>>>

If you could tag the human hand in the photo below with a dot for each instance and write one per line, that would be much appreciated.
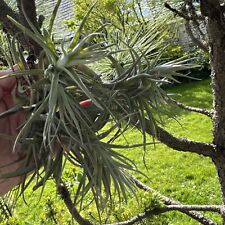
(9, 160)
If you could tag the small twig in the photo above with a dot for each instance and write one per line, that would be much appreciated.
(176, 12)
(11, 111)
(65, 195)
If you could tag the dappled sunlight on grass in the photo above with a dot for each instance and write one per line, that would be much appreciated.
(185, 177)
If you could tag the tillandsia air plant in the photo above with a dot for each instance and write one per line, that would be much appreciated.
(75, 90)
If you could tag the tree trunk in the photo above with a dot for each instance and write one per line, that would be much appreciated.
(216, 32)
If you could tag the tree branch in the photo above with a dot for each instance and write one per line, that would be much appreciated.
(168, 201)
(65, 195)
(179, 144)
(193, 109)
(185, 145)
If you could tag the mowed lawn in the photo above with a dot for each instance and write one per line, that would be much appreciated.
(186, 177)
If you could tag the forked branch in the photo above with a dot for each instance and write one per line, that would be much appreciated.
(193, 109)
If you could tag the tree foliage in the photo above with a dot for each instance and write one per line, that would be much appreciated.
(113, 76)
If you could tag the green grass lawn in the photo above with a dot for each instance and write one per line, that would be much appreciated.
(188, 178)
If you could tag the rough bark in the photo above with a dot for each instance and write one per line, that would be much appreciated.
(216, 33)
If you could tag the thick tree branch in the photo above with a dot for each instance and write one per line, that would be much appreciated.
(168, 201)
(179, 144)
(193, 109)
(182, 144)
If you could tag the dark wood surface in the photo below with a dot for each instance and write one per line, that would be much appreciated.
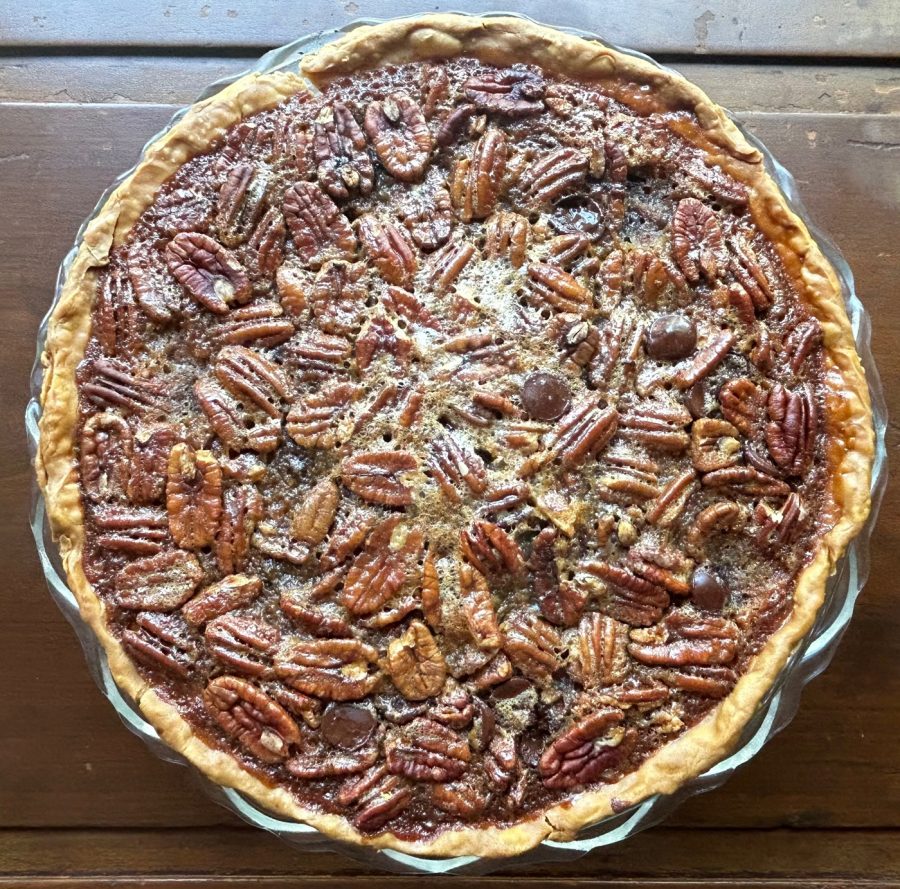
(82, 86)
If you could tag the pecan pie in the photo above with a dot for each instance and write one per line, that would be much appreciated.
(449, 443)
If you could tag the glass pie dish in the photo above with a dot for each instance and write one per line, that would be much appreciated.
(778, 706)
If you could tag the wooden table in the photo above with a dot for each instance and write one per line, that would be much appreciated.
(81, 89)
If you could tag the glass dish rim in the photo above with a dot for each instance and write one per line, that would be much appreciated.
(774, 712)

<<<
>>>

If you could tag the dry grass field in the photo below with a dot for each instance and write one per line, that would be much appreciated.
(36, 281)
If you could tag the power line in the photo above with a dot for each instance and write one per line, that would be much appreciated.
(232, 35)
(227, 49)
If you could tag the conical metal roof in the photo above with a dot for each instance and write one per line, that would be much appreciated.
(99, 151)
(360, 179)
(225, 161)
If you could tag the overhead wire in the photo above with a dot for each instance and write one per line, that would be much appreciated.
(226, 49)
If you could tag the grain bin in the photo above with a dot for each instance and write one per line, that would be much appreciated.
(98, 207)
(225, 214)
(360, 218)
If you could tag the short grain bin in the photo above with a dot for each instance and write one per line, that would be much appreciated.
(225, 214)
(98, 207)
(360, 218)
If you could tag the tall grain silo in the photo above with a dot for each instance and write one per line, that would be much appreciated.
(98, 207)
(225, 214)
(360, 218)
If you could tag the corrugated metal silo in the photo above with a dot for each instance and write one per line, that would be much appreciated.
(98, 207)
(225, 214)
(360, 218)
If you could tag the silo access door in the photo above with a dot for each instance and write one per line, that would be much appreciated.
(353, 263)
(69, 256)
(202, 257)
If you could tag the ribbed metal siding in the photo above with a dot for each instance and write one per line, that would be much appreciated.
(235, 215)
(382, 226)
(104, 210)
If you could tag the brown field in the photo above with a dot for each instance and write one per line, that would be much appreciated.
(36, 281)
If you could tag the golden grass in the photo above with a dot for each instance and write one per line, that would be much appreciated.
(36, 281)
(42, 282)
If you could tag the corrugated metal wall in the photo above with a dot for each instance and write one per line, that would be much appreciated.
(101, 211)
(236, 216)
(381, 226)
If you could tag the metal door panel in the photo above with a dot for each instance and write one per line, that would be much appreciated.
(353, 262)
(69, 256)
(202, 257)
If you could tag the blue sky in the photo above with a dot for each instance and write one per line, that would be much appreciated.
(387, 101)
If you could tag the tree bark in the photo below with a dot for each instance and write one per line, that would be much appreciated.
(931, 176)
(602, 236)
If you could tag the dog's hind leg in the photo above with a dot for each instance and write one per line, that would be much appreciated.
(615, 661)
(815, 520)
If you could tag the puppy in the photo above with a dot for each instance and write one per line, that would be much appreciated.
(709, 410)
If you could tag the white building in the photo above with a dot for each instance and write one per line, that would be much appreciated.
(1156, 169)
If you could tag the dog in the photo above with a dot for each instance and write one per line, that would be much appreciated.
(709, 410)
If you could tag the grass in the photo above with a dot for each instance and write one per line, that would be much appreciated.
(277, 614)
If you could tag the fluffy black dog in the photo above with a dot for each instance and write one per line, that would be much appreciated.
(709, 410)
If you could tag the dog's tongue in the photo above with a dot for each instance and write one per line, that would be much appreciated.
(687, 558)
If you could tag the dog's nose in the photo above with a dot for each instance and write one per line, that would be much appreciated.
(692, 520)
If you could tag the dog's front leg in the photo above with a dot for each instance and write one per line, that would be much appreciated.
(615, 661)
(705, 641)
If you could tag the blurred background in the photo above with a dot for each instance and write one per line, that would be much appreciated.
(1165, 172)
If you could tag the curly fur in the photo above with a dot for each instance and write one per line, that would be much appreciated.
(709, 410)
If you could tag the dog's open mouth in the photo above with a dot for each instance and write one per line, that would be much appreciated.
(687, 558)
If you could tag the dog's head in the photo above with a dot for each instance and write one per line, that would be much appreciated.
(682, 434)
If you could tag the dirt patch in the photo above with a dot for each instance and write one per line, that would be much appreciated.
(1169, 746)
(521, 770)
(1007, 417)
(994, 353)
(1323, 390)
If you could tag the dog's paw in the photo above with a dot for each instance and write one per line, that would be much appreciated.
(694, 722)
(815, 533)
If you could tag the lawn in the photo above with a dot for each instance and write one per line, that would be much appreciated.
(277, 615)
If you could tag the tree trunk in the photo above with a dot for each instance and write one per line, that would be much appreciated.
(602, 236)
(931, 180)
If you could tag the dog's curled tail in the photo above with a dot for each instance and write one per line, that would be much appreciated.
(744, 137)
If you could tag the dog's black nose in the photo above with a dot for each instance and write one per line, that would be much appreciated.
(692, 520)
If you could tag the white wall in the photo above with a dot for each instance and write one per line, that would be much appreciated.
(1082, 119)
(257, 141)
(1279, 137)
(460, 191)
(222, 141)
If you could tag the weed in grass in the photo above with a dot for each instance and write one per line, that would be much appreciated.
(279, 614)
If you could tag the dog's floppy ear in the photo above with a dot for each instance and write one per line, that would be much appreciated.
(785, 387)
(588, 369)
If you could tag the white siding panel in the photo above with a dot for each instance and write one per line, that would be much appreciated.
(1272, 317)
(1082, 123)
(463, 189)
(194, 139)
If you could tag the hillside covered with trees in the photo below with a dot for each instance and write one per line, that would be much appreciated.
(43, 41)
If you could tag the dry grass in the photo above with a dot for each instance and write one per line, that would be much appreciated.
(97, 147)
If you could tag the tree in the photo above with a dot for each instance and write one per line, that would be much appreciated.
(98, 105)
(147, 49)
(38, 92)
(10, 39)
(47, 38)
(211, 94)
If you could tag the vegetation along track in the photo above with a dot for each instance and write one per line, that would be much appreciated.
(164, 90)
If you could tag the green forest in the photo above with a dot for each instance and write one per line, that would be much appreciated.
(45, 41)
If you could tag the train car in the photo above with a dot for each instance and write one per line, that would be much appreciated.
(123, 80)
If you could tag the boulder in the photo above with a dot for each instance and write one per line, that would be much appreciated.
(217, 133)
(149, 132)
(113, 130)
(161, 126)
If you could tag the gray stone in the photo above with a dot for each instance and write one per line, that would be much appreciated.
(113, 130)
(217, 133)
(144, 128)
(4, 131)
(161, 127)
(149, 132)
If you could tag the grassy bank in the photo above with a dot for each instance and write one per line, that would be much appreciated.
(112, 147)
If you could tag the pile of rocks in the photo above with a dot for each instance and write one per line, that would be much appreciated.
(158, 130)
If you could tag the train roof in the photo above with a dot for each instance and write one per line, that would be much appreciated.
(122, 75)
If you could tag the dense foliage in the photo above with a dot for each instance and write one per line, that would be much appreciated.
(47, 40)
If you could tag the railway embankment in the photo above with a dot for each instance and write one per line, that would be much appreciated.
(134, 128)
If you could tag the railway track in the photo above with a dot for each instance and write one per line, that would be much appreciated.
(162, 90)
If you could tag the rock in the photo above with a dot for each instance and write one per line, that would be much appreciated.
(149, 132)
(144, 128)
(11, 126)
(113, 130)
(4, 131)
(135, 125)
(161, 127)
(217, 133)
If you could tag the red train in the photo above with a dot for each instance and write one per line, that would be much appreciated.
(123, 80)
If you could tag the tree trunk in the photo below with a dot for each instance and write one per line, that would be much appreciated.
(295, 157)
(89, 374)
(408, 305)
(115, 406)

<<<

# [Instructions to follow]
List each line of the material above that contains the string "field", copying every such line in full. Case counts.

# [The reply]
If you could tag the dry grass field in the photo below with a dot for each instance and write one per line, that would be much appreciated.
If you could tag the brown field in the photo above with a dot for each instance and write one per line, that would be much appreciated.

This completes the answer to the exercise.